Required work:
Give the lines again exactly, from the one holding "Could you mark the football player" to the last line of the listing below, both ends included and nothing added.

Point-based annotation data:
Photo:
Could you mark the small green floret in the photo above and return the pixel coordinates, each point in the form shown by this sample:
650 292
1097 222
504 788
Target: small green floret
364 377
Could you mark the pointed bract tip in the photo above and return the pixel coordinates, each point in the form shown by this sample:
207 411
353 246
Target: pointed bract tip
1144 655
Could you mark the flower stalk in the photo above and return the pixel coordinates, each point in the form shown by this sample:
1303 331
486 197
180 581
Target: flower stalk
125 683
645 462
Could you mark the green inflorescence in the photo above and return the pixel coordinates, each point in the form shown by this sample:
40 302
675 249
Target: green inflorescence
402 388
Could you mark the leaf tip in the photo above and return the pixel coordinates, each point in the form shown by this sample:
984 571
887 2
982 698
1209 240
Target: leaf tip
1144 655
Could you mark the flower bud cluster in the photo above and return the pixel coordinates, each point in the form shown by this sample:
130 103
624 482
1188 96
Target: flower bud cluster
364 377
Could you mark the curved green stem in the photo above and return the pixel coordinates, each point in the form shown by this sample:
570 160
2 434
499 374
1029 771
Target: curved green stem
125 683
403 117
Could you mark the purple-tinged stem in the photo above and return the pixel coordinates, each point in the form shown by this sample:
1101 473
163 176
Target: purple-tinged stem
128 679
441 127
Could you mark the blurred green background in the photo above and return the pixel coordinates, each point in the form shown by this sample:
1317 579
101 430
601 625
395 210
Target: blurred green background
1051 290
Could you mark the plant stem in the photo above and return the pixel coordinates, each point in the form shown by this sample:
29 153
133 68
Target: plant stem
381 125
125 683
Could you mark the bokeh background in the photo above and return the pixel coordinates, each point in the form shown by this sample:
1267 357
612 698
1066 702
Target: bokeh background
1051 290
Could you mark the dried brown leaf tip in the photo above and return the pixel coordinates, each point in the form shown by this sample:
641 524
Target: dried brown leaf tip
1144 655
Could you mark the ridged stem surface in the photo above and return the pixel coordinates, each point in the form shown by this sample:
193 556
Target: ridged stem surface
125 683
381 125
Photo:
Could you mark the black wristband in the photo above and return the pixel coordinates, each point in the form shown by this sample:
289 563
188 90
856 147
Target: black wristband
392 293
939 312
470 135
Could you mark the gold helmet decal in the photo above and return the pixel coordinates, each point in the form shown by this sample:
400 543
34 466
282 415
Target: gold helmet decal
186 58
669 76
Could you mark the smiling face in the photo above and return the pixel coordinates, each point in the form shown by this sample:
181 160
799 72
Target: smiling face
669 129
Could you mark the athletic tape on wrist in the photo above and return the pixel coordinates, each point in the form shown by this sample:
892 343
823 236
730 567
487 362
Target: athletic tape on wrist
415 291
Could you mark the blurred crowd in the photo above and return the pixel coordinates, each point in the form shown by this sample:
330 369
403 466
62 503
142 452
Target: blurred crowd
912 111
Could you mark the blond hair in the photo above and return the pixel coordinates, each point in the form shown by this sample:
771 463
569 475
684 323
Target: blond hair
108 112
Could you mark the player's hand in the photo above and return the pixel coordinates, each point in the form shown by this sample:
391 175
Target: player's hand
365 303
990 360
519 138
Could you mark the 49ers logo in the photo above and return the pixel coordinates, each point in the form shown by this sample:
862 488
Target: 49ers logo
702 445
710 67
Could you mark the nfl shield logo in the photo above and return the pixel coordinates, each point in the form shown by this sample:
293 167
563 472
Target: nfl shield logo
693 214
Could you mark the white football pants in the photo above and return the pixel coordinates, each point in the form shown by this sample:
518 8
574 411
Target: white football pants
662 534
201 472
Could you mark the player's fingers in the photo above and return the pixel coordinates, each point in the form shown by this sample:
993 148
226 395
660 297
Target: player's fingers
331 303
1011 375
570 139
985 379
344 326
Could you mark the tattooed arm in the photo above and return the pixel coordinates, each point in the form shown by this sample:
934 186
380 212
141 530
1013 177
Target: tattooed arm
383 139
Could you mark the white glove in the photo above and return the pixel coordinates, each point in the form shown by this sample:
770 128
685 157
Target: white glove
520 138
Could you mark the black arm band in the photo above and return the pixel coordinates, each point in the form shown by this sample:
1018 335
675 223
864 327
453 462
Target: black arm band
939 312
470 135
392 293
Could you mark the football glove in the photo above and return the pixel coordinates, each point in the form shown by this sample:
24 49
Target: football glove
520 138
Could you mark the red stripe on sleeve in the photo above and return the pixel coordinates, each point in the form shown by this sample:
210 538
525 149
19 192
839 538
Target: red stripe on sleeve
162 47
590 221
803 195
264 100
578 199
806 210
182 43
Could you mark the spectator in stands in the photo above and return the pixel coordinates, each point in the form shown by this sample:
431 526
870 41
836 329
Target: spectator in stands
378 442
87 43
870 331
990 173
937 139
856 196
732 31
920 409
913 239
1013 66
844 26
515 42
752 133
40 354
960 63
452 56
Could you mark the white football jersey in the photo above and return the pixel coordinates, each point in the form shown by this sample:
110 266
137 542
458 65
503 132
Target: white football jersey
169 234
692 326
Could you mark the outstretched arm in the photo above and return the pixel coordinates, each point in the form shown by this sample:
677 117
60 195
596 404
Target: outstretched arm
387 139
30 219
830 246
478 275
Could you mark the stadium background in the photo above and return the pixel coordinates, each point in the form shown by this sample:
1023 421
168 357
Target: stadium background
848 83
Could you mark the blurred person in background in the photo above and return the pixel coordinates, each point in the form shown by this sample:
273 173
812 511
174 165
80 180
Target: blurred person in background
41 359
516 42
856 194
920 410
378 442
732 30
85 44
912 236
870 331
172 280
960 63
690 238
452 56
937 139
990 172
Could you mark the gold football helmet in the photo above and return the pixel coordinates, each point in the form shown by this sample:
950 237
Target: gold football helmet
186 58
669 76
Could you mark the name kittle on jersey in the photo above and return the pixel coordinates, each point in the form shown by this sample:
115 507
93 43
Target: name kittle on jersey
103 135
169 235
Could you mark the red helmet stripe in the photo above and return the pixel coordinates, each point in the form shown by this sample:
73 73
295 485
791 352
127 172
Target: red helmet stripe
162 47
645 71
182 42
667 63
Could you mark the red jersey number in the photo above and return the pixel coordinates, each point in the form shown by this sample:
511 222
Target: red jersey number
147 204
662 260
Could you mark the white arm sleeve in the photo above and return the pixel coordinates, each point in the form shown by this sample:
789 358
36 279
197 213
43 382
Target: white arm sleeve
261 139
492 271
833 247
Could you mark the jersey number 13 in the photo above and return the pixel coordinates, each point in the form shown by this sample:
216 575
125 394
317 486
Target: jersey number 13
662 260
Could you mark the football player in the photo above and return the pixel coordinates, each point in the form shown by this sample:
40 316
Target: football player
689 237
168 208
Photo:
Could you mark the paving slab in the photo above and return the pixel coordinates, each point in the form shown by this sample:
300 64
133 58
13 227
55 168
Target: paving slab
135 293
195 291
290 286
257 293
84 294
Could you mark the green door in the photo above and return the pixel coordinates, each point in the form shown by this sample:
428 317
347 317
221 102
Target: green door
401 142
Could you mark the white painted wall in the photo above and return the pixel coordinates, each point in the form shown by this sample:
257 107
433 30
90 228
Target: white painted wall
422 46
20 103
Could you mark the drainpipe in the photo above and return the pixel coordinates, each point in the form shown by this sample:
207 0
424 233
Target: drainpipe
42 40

Solution:
Could you mark the football player in the photo above and return the pixel coordinates, each point in the form shown by this sample:
40 316
Target: football player
689 237
168 208
Photo:
Could you mark the paving slab in the photo above and return the pixel coordinates, each point in the form shown by this sample:
300 64
133 58
13 227
55 168
Target: paving slab
135 293
195 291
290 286
257 293
84 294
Could you mark the green door in the photo above and return the pixel coordinates, each point in the form shown by this sample:
428 317
347 317
221 102
Target: green door
401 142
Could you mark the white painted wall in the photo above and return the pixel coordinates, each point in the form shown by this sample:
257 107
433 30
90 228
Target: white painted wall
422 46
20 103
Could you mark the drainpipe in the photo above and return the pixel coordinates, each point in the form shown by this sample:
207 0
424 233
Target: drainpipe
42 40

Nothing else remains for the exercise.